• [Requisitos del ejercicio]:
a – Según el texto sobre Harry Potter y el prisionero de Azkaban, ¿en qué editorial salió la edición en catalán de la novela?
b – Enumere a todas las personas que figuran como productores de la versión cinematográfica en el texto sobre Harry Potter y el prisionero de Azkaban.

• [Texto de lectura]:

· · ·

Ficha técnica
Harry Potter y el prisionero de Azkaban (Harry Potter and the prisoner of Azkaban), de J. K. Rowling.
Trad. Adolfo Muñoz García y Nieves Martín Azofra. Barcelona: Salamandra, 2000.
Edición en catalán en Empúries.
Versión cinematográfica
Harry Potter y el prisionero de Azkaban (Harry Potter and the prisoner of Azkaban).
Dir.: Alfonso Cuarón.
Prod.: David Heyman, Chris Columbus y Mark Radcliffe, para Warner Bros (Estados Unidos, 2004).
Guión: Steve Kloves, sobre la novela homónima de J. K. Rowling.
Intérpretes: Daniel Radcliffe (Harry Potter), Emma Watson (Hermione Granger), Rupert Grint (Ron Weasley), Robbie Coltrane (Hagrid), Gary Oldman (Sirius Black), David Thewlis (Profesor Lupin), Alan Rickman (Profesor Snape), Michael Gambon (Albus Dumbledore), Emma Thompson (profesora Trelawney), Timothy Spall (Peter Pettigrew).
Mucho se ha escrito sobre la fascinación del cinematógrafo, el carácter especular de la pantalla, la construcción del tiempo y el espacio... Y en la actualidad —menos aún dentro del epidérmico cine comercial—, pocas películas se prestan tanto a recuperar la reflexión sobre esos aspectos como Harry Potter y el prisionero de Azkaban. En buena medida, gracias a la inteligencia de su director, Alfonso Cuarón, que se ha valido de la maquinaria de los grandes estudios para articular un discurso sutil y fascinante. El joven Potter se ve superado así por la habilidad de prestidigitador del mexicano. El cine ha descubierto un nuevo mago.
Nuevo director para la tercera entrega
Sobre la tercera novela de J. K. Rowling hay poco que decir, puesto que en el número de mayo de esta revista se puede encontrar un completo estudio sobre la serie de la escritora escocesa. Baste citar algunos aspectos que permitirán enlazar con el film Harry Potter y el prisionero de Azkaban: una estructura genérica similar a las de las anteriores novelas —prólogo de Harry en casa de los Dursley, salida abrupta, llegada a Hogwarts, desarrollo no menos accidentado del curso escolar, desenlace siempre favorable a Harry y a sus amigos y vuelta a la deprimente casa de sus tíos—, un puñado de personajes, nuevos o ya conocidos —que ayudan o entorpecen la labor del héroe, como corresponde a los esquemas del relato clásico— y un final feliz, en el que Harry se sobrepone a las adversidades después de haber superado una serie de trabajos, a la manera de Ulises.
Las novedades de la obra con respecto a las dos primeras entregas son, en primer lugar, una cierta evolución hacia el oscurantismo, que genera a su vez un alejamiento de la puerilidad de las dos anteriores: mientras Harry crece, sus aventuras lo hacen también, en densidad, complejidad y tenebrismo, tendencia que se confirma en la cuarta entrega, Harry Potter y el cáliz de fuego. En segundo lugar, nos encontramos con una ruptura de la estructura narrativa clásica, ya que la autora introduce un falso desenlace que los protagonistas corrigen con la ayuda del «giratiempo» de Hermione. El destino, el paso inexorable del tiempo y la posibilidad de manejarlo a voluntad han sido ideas recurrentes de la literatura clásica, desde Homero hasta H. G. Wells, entre otros.

· · ·

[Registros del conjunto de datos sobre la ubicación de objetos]
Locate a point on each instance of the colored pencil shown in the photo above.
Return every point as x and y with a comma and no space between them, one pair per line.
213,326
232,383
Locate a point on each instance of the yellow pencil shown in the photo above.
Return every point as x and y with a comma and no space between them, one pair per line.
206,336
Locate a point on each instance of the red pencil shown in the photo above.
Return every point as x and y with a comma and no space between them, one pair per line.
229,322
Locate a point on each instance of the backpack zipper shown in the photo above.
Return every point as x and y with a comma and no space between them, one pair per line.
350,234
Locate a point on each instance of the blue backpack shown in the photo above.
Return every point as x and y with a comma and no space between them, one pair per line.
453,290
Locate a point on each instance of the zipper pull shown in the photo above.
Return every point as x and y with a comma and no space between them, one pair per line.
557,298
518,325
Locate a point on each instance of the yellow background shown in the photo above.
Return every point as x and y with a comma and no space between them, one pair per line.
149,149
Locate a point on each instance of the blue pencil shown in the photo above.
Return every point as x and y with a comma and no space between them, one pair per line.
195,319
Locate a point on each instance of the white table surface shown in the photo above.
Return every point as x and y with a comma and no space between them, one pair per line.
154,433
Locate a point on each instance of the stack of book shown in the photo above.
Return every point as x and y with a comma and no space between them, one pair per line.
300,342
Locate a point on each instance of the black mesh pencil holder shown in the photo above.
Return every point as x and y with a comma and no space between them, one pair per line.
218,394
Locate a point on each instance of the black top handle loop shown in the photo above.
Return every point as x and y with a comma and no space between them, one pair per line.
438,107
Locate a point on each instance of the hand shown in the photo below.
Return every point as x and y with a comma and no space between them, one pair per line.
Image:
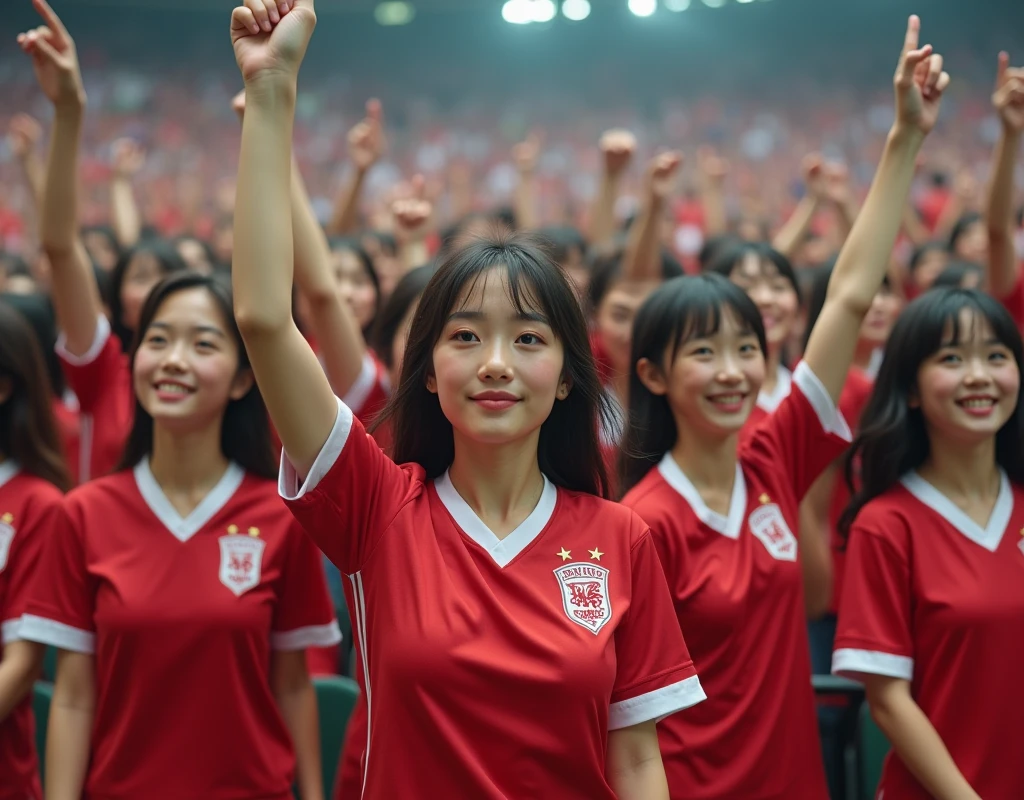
1009,95
662,174
920,82
54,58
617,148
411,210
366,140
527,153
24,135
128,158
270,37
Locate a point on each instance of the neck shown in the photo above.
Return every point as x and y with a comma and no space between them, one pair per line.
962,469
708,463
187,462
499,482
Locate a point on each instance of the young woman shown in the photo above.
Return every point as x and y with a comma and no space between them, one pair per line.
32,479
183,569
933,608
491,604
723,516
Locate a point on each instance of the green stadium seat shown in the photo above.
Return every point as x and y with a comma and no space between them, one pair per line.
335,700
873,749
41,696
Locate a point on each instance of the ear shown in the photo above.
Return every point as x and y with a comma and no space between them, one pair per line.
651,376
241,384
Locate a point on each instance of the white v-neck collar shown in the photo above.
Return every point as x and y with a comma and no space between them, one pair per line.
783,385
727,525
502,550
184,529
8,469
989,536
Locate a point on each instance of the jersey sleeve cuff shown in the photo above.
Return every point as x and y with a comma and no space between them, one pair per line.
290,487
310,636
854,664
98,341
656,705
56,634
358,392
828,414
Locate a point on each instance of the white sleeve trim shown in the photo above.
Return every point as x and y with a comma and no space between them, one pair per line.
57,634
289,485
98,340
310,636
656,705
358,392
828,414
853,664
10,630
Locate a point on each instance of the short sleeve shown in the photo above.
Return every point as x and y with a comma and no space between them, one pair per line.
62,595
651,681
304,615
873,635
24,555
351,494
804,435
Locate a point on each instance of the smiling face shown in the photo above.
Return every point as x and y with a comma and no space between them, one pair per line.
186,366
968,389
497,372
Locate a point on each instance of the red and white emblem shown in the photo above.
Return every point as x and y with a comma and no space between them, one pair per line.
767,524
241,559
585,594
6,537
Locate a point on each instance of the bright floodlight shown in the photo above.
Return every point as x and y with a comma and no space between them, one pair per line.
643,7
543,10
576,9
517,11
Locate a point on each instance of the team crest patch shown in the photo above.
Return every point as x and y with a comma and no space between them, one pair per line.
6,537
767,524
241,560
585,594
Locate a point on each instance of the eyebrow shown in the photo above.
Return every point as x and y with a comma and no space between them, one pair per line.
195,329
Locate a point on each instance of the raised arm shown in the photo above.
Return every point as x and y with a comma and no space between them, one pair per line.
1009,102
920,82
268,49
74,290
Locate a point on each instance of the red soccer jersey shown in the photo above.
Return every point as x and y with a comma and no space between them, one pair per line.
182,615
29,507
495,668
101,381
934,598
738,593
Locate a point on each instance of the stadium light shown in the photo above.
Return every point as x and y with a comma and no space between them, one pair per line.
543,10
576,9
643,7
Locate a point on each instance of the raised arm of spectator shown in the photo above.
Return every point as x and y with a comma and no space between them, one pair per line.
617,148
366,145
1009,102
297,392
642,260
712,171
792,235
75,294
125,218
526,155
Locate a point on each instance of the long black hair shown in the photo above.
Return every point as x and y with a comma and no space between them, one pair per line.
680,309
28,428
568,451
893,438
245,434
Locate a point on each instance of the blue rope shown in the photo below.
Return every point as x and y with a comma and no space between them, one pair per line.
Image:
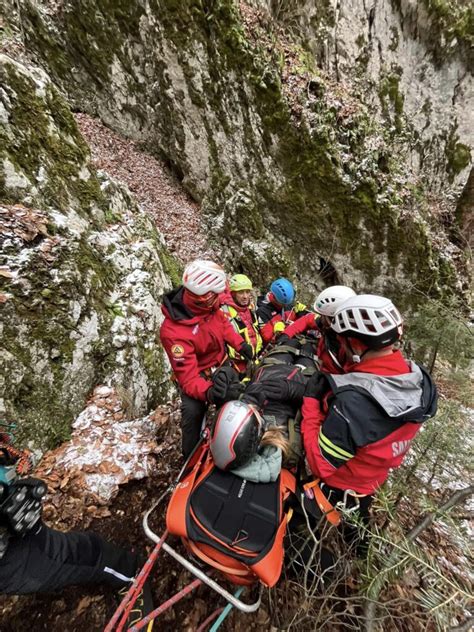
226,611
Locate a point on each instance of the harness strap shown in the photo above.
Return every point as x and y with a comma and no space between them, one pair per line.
209,560
331,513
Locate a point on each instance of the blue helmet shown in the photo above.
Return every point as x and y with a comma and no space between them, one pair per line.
283,291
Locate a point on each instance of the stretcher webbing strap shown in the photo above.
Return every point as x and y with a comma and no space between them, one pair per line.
209,560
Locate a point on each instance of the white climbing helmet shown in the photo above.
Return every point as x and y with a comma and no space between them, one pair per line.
330,299
236,435
372,319
202,276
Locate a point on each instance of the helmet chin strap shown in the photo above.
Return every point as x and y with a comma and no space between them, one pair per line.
356,358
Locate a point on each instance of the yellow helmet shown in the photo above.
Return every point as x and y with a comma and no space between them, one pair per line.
240,282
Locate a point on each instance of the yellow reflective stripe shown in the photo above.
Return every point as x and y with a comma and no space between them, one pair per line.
329,445
331,452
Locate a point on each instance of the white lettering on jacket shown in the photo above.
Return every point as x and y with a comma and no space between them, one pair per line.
241,490
400,447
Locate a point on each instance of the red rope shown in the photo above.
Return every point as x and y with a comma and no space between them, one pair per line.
167,604
130,598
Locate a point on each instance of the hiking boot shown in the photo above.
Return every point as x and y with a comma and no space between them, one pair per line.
141,608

· · ·

• [Respuestas esperadas]:
a – En Empúries.

b – David Heyman, Chris Columbus y Mark Radcliffe.